__TRY IT__
Answer these questions from the passage on industrial robot types:
1. Which IFR robot type was dropped from the list?
2. What market share do articulated robots hold?
3. In which direction are SCARA robots rigid?

__PASSAGE__
The International Federation of Robotics (IFR) defines five types of fixed industrial robots: Cartesian/Gantry, SCARA, Articulated, Parallel/Delta and Cylindrical (mobile robots are not included in the “fixed” robot category). These types are generally classified by their mechanical structure, which dictates the ways they can move.

Based on the current market situation and trends, we have modified this list by removing Cylindrical robots and adding Power & Force Limited Collaborative robots. Cylindrical robots have a small, declining share of the market and some industry analysts predict that they will be completely replaced by SCARA robots, which can cover similar applications at higher speed and performance. On the other hand, use of collaborative robots has grown rapidly since their first commercial sale by Universal Robots in 2008. This is why collaborative robots are on our list and cylindrical/spherical robots are not.

Therefore, our list of the top five industrial robot types includes:

    • Articulated
    • Cartesian/Gantry
    • Parallel/Delta
    • SCARA
    • Power & Force Limited Collaborative robots

These five common types of robots have emerged to address different applications, though there is now some overlap in the applications they serve. And range of industries where they are used is now very wide. The IFR’s 2021 report ranks electronics/electrical, automotive, metal & machinery, plastic and chemical products and food as the industries most commonly using fixed industrial robots. And the top applications identified in the report are material/parts handling and machine loading/unloading, welding, assembling, cleanrooms, dispensing/painting and processing/machining.

Articulated robots

Articulated robots most closely resemble a human arm and have multiple rotary joints–the most common versions have six axes. These can be large, powerful robots, capable of moving heavy loads precisely at moderate speeds. Smaller versions are available for precise movement of lighter loads. These robots have the largest market share (≈60%) and are growing between 5–10% per year.

Articulated robots are used across many industries and applications. Automotive has the biggest user base, but they are also used in other industries such as packaging, metalworking, plastics and electronics. Applications include material & parts handling (including machine loading & unloading, picking & placing and palletizing), assembling (ranging from small to large parts), welding, painting, and processing (machining, grinding, polishing).

SCARA robots

A SCARA robot is a “Selective Compliance Assembly Robot Arm,” also known as a “Selective Compliance Articulated Robot Arm.” They are compliant in the X-Y direction but rigid in the Z direction. These robots are fairly common, with around 15% market share and a 5-10% per year growth rate.

SCARA robots are most often applied in the Life Sciences, Semiconductor and Electronics industries. They are used in applications requiring high speed and high accuracy such as assembling, handling or picking & placing of lightweight parts, but also in 3D printing and dispensing.

Point-per-instance localization data

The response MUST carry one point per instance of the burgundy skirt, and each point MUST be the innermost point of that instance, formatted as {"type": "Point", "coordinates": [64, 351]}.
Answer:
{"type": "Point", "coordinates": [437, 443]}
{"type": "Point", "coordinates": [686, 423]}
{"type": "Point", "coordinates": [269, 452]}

__SOLUTION TO THIS PROBLEM__
1. Cylindrical robots
2. About 60%
3. The Z direction